Collection entries:
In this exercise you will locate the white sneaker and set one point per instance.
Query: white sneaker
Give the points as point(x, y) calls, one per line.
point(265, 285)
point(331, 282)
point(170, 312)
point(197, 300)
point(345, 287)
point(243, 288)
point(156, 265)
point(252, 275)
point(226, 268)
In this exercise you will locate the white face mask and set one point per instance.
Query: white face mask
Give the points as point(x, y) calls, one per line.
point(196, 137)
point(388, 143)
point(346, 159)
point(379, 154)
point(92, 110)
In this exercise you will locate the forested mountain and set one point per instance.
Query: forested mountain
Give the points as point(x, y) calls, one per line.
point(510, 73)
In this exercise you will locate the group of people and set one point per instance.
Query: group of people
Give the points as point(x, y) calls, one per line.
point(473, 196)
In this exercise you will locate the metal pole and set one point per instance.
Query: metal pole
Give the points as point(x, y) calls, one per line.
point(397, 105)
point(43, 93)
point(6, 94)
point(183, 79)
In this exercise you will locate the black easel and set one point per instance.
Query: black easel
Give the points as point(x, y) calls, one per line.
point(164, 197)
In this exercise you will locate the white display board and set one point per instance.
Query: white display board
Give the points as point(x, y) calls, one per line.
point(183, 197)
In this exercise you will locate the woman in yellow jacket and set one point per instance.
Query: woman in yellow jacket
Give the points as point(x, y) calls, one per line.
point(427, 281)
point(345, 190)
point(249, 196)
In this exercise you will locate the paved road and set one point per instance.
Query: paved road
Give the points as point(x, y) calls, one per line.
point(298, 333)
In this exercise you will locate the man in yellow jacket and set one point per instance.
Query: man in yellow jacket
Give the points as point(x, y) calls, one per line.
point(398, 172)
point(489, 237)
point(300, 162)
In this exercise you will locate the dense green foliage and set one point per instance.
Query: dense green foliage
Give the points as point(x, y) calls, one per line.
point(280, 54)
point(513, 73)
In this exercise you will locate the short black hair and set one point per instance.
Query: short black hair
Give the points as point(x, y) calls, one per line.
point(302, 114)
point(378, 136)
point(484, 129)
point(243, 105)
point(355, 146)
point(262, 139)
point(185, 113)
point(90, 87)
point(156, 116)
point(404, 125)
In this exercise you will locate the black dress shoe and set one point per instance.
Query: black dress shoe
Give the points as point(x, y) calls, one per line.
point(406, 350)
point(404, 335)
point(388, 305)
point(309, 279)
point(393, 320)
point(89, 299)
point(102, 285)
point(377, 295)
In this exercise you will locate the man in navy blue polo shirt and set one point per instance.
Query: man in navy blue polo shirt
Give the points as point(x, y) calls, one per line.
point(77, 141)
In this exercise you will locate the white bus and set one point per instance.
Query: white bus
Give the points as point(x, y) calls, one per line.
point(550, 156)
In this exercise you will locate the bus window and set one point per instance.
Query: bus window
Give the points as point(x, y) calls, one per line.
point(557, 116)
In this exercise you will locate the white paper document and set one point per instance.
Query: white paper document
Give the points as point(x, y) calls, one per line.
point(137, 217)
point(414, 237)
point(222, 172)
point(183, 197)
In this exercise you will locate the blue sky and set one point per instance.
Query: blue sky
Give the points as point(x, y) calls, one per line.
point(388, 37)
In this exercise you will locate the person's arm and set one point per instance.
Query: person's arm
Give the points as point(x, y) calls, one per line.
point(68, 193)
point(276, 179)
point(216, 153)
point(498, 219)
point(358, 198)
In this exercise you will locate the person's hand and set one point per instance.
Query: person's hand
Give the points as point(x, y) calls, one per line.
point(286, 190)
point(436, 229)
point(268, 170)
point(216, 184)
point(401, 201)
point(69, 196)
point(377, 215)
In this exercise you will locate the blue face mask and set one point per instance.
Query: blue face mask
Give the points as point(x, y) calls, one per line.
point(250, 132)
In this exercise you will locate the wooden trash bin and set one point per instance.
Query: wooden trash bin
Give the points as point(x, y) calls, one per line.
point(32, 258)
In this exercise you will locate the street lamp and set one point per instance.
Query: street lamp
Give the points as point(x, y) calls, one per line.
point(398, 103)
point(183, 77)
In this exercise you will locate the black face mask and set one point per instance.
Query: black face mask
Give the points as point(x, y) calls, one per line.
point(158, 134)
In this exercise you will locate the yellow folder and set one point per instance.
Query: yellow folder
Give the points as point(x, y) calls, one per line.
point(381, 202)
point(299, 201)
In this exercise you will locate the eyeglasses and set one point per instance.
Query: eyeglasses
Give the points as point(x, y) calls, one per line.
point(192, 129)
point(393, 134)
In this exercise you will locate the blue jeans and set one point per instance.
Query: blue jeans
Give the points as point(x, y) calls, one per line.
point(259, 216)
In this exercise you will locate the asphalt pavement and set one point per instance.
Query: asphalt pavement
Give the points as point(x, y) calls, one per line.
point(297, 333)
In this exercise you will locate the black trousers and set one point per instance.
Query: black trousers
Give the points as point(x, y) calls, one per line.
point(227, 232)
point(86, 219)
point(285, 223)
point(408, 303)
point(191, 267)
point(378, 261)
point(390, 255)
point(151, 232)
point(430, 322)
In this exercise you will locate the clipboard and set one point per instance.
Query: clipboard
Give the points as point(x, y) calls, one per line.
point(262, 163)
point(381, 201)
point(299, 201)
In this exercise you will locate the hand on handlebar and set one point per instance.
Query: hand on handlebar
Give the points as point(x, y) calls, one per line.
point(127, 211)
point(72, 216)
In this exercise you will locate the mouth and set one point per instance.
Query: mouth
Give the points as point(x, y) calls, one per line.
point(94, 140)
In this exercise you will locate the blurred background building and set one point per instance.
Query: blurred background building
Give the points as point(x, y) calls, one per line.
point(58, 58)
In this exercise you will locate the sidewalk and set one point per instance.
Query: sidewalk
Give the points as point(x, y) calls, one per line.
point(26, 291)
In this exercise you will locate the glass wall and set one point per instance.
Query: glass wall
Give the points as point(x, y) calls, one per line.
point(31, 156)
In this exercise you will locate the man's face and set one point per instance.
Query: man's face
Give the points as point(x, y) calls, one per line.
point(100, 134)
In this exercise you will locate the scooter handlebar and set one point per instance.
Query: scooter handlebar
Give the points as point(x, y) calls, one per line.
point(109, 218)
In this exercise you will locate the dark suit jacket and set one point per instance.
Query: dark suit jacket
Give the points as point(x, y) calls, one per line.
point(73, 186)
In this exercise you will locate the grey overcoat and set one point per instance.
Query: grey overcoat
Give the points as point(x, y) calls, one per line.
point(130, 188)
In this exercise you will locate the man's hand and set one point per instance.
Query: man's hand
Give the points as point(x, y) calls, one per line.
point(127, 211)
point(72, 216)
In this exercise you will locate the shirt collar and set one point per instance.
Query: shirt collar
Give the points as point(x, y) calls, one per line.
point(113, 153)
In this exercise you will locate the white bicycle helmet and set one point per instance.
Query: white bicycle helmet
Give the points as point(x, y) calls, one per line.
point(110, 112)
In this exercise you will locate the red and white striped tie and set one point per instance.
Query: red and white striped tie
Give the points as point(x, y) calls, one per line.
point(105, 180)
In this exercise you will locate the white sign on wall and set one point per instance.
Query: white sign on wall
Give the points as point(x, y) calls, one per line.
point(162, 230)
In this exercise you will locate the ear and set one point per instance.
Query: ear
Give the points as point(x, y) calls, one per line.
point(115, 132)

What to work on —
Starting with the line that contains "In this exercise you will locate the sidewalk", return each line through the last one of the data above, exactly as written and nothing more.

Your response —
In this exercise you will locate the sidewalk and set one point per instance.
Query: sidewalk
Give the points as point(x, y) calls, one per line.
point(26, 291)
In this exercise you will locate the glass wall and set one point per instance.
Query: glass wall
Give the points as point(x, y) calls, one per line.
point(31, 156)
In this exercise you will locate the man's face and set one point per instance.
Query: man's face
Give the points as point(x, y) calls, one per line.
point(100, 134)
In this exercise you will locate the scooter handlebar and set one point per instance.
Query: scooter handlebar
Give the points as point(x, y) calls, one per line.
point(109, 218)
In this exercise you will locate the dark suit jacket and set one point per instance.
Query: dark suit jacket
Give the points as point(x, y) calls, one per line.
point(73, 186)
In this exercise you will locate the grey overcoat and set one point per instance.
Query: grey overcoat
Give the points as point(x, y) calls, one per line.
point(130, 188)
In this exercise you will locate the man's hand and set one point per instance.
Query: man's hand
Give the points as point(x, y) calls, one per line.
point(127, 211)
point(72, 216)
In this exercise you will locate the shirt collar and set one point per instance.
Query: shirt collar
Give the points as point(x, y) calls, one per line.
point(113, 153)
In this exercise you will locate the white bicycle helmet and set one point per instance.
Query: white bicycle helmet
Give the points as point(x, y) calls, one per line.
point(110, 112)
In this exercise you will locate the red and white striped tie and set one point per instance.
Query: red and white striped tie
Give the points as point(x, y) calls, one per line.
point(105, 180)
In this exercise you will locate the white sign on wall and set one point per instance.
Query: white sign on wall
Give the points as point(x, y) calls, one per line.
point(162, 230)
In this exercise you will locate the ear and set one point per instance.
Query: ear
Give the points as point(x, y) calls, one per line.
point(115, 132)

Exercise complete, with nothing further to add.